▶ _Problem statement_
Retype only the part of the listing below that starts with the line containing "find apartment building" and runs through the line containing "top-left (246, 138), bottom-right (266, 160)", keeping every line the same.

▶ _Supplied data_
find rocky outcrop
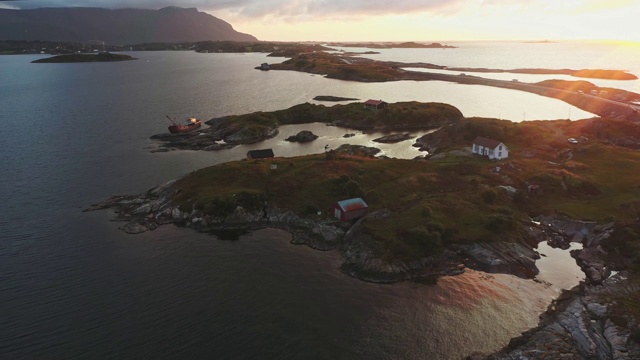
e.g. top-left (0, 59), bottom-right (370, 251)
top-left (340, 210), bottom-right (464, 283)
top-left (373, 133), bottom-right (413, 144)
top-left (461, 242), bottom-right (540, 279)
top-left (480, 274), bottom-right (640, 360)
top-left (535, 217), bottom-right (614, 285)
top-left (285, 130), bottom-right (318, 143)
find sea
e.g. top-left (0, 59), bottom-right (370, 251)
top-left (0, 42), bottom-right (640, 359)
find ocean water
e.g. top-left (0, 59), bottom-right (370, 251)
top-left (0, 45), bottom-right (604, 359)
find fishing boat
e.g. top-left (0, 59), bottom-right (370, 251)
top-left (167, 115), bottom-right (202, 134)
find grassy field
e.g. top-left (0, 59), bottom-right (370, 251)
top-left (207, 102), bottom-right (463, 136)
top-left (175, 115), bottom-right (640, 259)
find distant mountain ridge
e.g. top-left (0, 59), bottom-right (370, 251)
top-left (0, 7), bottom-right (257, 45)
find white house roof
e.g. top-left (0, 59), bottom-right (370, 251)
top-left (473, 136), bottom-right (502, 149)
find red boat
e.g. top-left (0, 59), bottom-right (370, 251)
top-left (167, 116), bottom-right (202, 134)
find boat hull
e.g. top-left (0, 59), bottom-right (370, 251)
top-left (168, 120), bottom-right (202, 134)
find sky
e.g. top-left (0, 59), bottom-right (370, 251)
top-left (0, 0), bottom-right (640, 43)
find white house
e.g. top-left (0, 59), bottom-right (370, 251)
top-left (472, 136), bottom-right (509, 160)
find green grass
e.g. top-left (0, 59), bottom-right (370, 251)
top-left (175, 112), bottom-right (640, 259)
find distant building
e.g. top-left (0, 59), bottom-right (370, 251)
top-left (364, 100), bottom-right (389, 111)
top-left (247, 149), bottom-right (275, 160)
top-left (333, 198), bottom-right (369, 221)
top-left (472, 136), bottom-right (509, 160)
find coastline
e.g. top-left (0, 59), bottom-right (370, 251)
top-left (85, 184), bottom-right (640, 360)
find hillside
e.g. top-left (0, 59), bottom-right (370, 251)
top-left (0, 7), bottom-right (257, 44)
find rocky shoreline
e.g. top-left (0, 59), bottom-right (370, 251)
top-left (468, 217), bottom-right (640, 360)
top-left (85, 180), bottom-right (640, 360)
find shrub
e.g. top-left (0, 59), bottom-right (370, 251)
top-left (202, 197), bottom-right (237, 222)
top-left (480, 189), bottom-right (498, 204)
top-left (406, 228), bottom-right (444, 256)
top-left (484, 214), bottom-right (516, 232)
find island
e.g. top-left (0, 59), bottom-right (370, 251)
top-left (250, 51), bottom-right (640, 121)
top-left (151, 101), bottom-right (463, 151)
top-left (313, 95), bottom-right (358, 102)
top-left (32, 52), bottom-right (137, 63)
top-left (92, 103), bottom-right (640, 359)
top-left (327, 41), bottom-right (457, 49)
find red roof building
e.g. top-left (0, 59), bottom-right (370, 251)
top-left (333, 198), bottom-right (369, 221)
top-left (364, 99), bottom-right (389, 110)
top-left (471, 136), bottom-right (509, 160)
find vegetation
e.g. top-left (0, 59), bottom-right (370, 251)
top-left (175, 113), bottom-right (640, 260)
top-left (207, 102), bottom-right (463, 136)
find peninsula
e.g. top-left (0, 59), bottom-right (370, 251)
top-left (270, 51), bottom-right (640, 119)
top-left (96, 100), bottom-right (640, 359)
top-left (151, 102), bottom-right (463, 151)
top-left (32, 52), bottom-right (136, 64)
top-left (327, 41), bottom-right (457, 49)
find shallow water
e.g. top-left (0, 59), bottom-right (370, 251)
top-left (0, 48), bottom-right (596, 359)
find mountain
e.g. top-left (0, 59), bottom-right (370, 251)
top-left (0, 7), bottom-right (257, 45)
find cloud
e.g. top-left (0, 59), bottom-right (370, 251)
top-left (0, 0), bottom-right (469, 19)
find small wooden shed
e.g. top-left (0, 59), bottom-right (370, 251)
top-left (332, 198), bottom-right (369, 221)
top-left (247, 149), bottom-right (275, 160)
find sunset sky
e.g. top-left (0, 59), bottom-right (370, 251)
top-left (0, 0), bottom-right (640, 42)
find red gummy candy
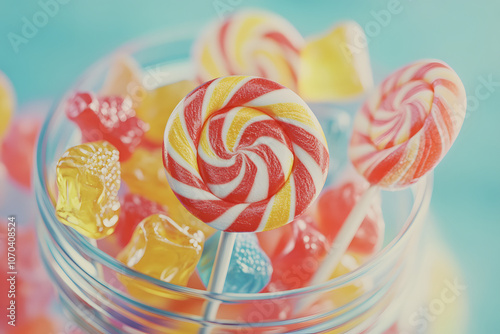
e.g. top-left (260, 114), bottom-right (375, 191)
top-left (266, 216), bottom-right (329, 292)
top-left (316, 181), bottom-right (385, 254)
top-left (0, 115), bottom-right (42, 189)
top-left (114, 193), bottom-right (167, 247)
top-left (66, 93), bottom-right (149, 161)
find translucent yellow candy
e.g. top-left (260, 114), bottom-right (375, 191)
top-left (0, 72), bottom-right (14, 141)
top-left (137, 80), bottom-right (196, 145)
top-left (299, 21), bottom-right (373, 102)
top-left (117, 214), bottom-right (205, 305)
top-left (100, 54), bottom-right (145, 107)
top-left (330, 252), bottom-right (367, 307)
top-left (122, 147), bottom-right (215, 238)
top-left (56, 141), bottom-right (120, 239)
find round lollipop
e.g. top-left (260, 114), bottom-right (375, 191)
top-left (193, 10), bottom-right (305, 91)
top-left (163, 76), bottom-right (329, 328)
top-left (310, 60), bottom-right (466, 292)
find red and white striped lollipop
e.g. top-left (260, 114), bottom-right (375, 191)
top-left (300, 60), bottom-right (466, 302)
top-left (193, 10), bottom-right (305, 91)
top-left (349, 60), bottom-right (466, 189)
top-left (163, 76), bottom-right (329, 333)
top-left (163, 76), bottom-right (329, 232)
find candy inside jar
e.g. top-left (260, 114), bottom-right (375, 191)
top-left (35, 8), bottom-right (438, 333)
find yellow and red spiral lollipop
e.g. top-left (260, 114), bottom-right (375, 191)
top-left (349, 60), bottom-right (466, 189)
top-left (163, 76), bottom-right (329, 232)
top-left (193, 10), bottom-right (305, 91)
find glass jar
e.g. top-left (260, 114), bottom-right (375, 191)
top-left (35, 27), bottom-right (432, 333)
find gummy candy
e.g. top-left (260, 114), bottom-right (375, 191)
top-left (0, 72), bottom-right (14, 140)
top-left (266, 215), bottom-right (329, 292)
top-left (122, 147), bottom-right (215, 238)
top-left (117, 214), bottom-right (204, 304)
top-left (198, 231), bottom-right (273, 293)
top-left (299, 21), bottom-right (373, 102)
top-left (256, 223), bottom-right (294, 259)
top-left (137, 80), bottom-right (196, 146)
top-left (56, 141), bottom-right (120, 239)
top-left (66, 92), bottom-right (148, 161)
top-left (0, 115), bottom-right (42, 188)
top-left (316, 180), bottom-right (385, 254)
top-left (113, 193), bottom-right (167, 248)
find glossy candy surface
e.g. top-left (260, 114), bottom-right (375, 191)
top-left (56, 141), bottom-right (120, 239)
top-left (264, 215), bottom-right (329, 292)
top-left (316, 180), bottom-right (385, 254)
top-left (193, 10), bottom-right (304, 91)
top-left (113, 193), bottom-right (168, 247)
top-left (0, 115), bottom-right (42, 188)
top-left (163, 76), bottom-right (329, 232)
top-left (66, 92), bottom-right (149, 161)
top-left (122, 147), bottom-right (215, 238)
top-left (137, 80), bottom-right (196, 147)
top-left (117, 214), bottom-right (204, 287)
top-left (349, 60), bottom-right (466, 189)
top-left (198, 232), bottom-right (273, 293)
top-left (0, 71), bottom-right (15, 143)
top-left (299, 21), bottom-right (373, 102)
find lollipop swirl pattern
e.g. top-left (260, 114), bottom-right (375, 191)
top-left (349, 60), bottom-right (466, 189)
top-left (163, 76), bottom-right (329, 232)
top-left (193, 11), bottom-right (305, 91)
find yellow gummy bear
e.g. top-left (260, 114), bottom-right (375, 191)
top-left (299, 21), bottom-right (373, 102)
top-left (0, 72), bottom-right (14, 139)
top-left (136, 80), bottom-right (196, 145)
top-left (117, 214), bottom-right (205, 305)
top-left (56, 141), bottom-right (120, 239)
top-left (122, 147), bottom-right (215, 238)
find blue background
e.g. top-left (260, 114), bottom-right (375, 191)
top-left (0, 0), bottom-right (500, 333)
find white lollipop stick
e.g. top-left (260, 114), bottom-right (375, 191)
top-left (200, 232), bottom-right (236, 334)
top-left (87, 238), bottom-right (104, 279)
top-left (295, 185), bottom-right (380, 313)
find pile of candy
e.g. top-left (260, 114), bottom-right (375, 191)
top-left (27, 7), bottom-right (465, 334)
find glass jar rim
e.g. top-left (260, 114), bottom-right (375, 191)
top-left (34, 25), bottom-right (433, 302)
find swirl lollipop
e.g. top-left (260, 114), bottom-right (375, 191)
top-left (193, 11), bottom-right (305, 91)
top-left (163, 76), bottom-right (329, 328)
top-left (310, 60), bottom-right (466, 294)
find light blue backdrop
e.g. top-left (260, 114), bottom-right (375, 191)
top-left (0, 0), bottom-right (500, 333)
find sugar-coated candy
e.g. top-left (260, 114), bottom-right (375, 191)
top-left (349, 60), bottom-right (467, 189)
top-left (263, 215), bottom-right (329, 292)
top-left (193, 10), bottom-right (304, 91)
top-left (0, 71), bottom-right (15, 142)
top-left (56, 141), bottom-right (120, 239)
top-left (121, 147), bottom-right (215, 238)
top-left (316, 180), bottom-right (385, 254)
top-left (137, 80), bottom-right (196, 147)
top-left (299, 21), bottom-right (373, 102)
top-left (117, 214), bottom-right (205, 302)
top-left (163, 76), bottom-right (329, 232)
top-left (113, 193), bottom-right (168, 247)
top-left (198, 231), bottom-right (273, 293)
top-left (99, 54), bottom-right (145, 108)
top-left (0, 115), bottom-right (42, 188)
top-left (66, 92), bottom-right (149, 161)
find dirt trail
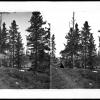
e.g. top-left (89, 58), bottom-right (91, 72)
top-left (51, 66), bottom-right (89, 89)
top-left (56, 68), bottom-right (80, 88)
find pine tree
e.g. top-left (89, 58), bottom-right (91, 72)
top-left (61, 23), bottom-right (80, 67)
top-left (51, 34), bottom-right (56, 58)
top-left (27, 12), bottom-right (50, 71)
top-left (9, 20), bottom-right (20, 67)
top-left (81, 21), bottom-right (96, 68)
top-left (15, 32), bottom-right (24, 68)
top-left (88, 33), bottom-right (96, 69)
top-left (0, 23), bottom-right (9, 53)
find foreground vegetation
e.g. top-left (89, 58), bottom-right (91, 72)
top-left (0, 67), bottom-right (50, 89)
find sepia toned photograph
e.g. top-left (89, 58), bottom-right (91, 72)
top-left (0, 1), bottom-right (100, 97)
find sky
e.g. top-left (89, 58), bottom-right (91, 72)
top-left (0, 1), bottom-right (100, 57)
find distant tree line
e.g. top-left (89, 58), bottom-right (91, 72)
top-left (60, 21), bottom-right (97, 69)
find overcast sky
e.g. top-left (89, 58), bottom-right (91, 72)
top-left (0, 2), bottom-right (100, 56)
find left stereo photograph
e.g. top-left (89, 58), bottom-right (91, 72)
top-left (0, 11), bottom-right (51, 89)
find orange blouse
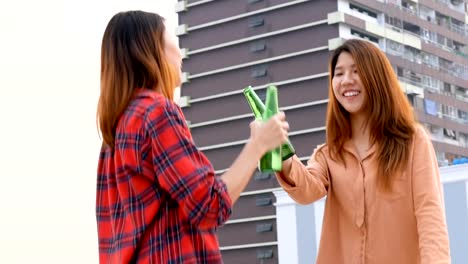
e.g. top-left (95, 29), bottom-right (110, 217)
top-left (277, 126), bottom-right (450, 264)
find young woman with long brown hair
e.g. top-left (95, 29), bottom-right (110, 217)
top-left (96, 11), bottom-right (288, 264)
top-left (277, 39), bottom-right (450, 264)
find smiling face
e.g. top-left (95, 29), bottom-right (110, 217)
top-left (332, 51), bottom-right (367, 115)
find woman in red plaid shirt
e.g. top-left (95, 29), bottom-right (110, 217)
top-left (96, 11), bottom-right (289, 264)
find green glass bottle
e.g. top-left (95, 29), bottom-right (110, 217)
top-left (259, 86), bottom-right (282, 172)
top-left (244, 86), bottom-right (296, 160)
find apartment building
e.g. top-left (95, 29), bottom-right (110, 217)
top-left (176, 0), bottom-right (468, 264)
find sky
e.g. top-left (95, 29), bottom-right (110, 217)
top-left (0, 0), bottom-right (177, 264)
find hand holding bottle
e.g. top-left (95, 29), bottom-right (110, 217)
top-left (249, 112), bottom-right (289, 159)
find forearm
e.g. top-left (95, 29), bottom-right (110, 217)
top-left (221, 141), bottom-right (263, 204)
top-left (276, 156), bottom-right (328, 204)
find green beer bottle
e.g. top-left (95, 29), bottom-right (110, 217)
top-left (259, 86), bottom-right (282, 172)
top-left (244, 86), bottom-right (296, 160)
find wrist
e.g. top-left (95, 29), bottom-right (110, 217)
top-left (246, 138), bottom-right (266, 160)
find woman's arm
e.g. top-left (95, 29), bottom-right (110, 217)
top-left (276, 146), bottom-right (330, 204)
top-left (412, 127), bottom-right (450, 264)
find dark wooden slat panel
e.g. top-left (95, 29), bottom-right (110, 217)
top-left (179, 1), bottom-right (337, 50)
top-left (183, 24), bottom-right (338, 74)
top-left (181, 50), bottom-right (329, 98)
top-left (183, 77), bottom-right (328, 124)
top-left (221, 246), bottom-right (278, 264)
top-left (191, 104), bottom-right (327, 146)
top-left (203, 131), bottom-right (325, 170)
top-left (179, 0), bottom-right (289, 26)
top-left (230, 192), bottom-right (276, 220)
top-left (218, 219), bottom-right (277, 247)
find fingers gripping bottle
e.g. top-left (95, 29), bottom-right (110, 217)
top-left (244, 86), bottom-right (296, 160)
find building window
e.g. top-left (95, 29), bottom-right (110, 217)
top-left (349, 3), bottom-right (377, 18)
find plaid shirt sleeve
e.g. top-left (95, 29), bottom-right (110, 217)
top-left (146, 101), bottom-right (232, 229)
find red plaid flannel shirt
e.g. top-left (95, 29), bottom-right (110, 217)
top-left (96, 90), bottom-right (232, 264)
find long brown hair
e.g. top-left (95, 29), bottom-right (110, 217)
top-left (97, 11), bottom-right (177, 147)
top-left (326, 39), bottom-right (416, 190)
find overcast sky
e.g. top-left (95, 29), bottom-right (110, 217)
top-left (0, 0), bottom-right (177, 264)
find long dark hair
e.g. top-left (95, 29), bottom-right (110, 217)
top-left (97, 11), bottom-right (177, 147)
top-left (326, 39), bottom-right (416, 190)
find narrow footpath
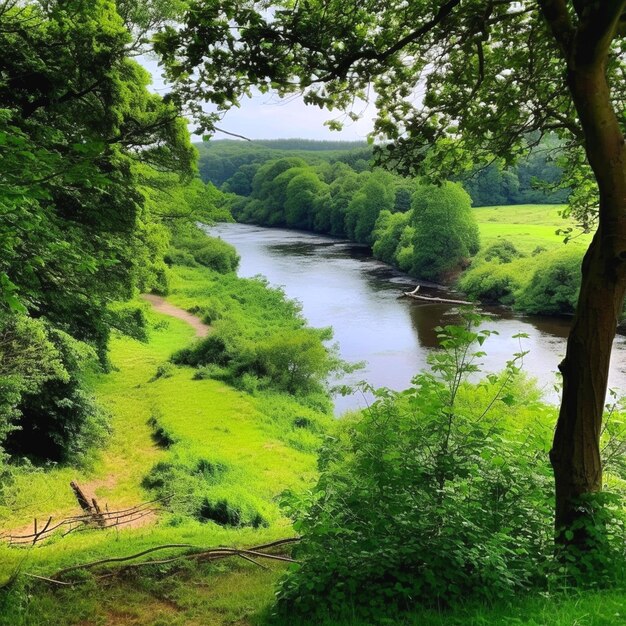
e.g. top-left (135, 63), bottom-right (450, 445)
top-left (141, 293), bottom-right (211, 337)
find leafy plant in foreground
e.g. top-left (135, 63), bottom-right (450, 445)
top-left (278, 315), bottom-right (552, 615)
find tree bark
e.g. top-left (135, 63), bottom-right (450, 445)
top-left (550, 42), bottom-right (626, 548)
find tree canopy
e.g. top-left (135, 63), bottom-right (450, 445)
top-left (157, 0), bottom-right (626, 545)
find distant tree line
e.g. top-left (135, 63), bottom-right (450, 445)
top-left (196, 136), bottom-right (569, 206)
top-left (232, 157), bottom-right (479, 280)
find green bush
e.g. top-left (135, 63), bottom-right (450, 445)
top-left (278, 320), bottom-right (552, 619)
top-left (515, 250), bottom-right (582, 315)
top-left (193, 237), bottom-right (239, 274)
top-left (459, 262), bottom-right (521, 304)
top-left (411, 182), bottom-right (479, 280)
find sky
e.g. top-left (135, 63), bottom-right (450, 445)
top-left (138, 56), bottom-right (375, 141)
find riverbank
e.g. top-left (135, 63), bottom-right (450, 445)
top-left (0, 260), bottom-right (331, 626)
top-left (209, 219), bottom-right (626, 404)
top-left (0, 245), bottom-right (624, 626)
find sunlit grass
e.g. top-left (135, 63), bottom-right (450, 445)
top-left (474, 204), bottom-right (591, 254)
top-left (0, 262), bottom-right (322, 584)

▶ _Answer to this problem_
find apartment building
e.g. top-left (95, 29), bottom-right (110, 217)
top-left (176, 0), bottom-right (468, 264)
find sky
e.g. top-left (95, 29), bottom-right (110, 217)
top-left (0, 0), bottom-right (177, 264)
find hand holding bottle
e.g. top-left (95, 29), bottom-right (110, 217)
top-left (249, 112), bottom-right (289, 159)
find forearm
e.g. top-left (95, 29), bottom-right (110, 217)
top-left (221, 141), bottom-right (263, 204)
top-left (276, 156), bottom-right (328, 204)
find green beer bottle
e.g. top-left (95, 29), bottom-right (110, 217)
top-left (259, 86), bottom-right (282, 172)
top-left (244, 86), bottom-right (296, 160)
find wrist
e.g. top-left (95, 29), bottom-right (110, 217)
top-left (246, 138), bottom-right (266, 160)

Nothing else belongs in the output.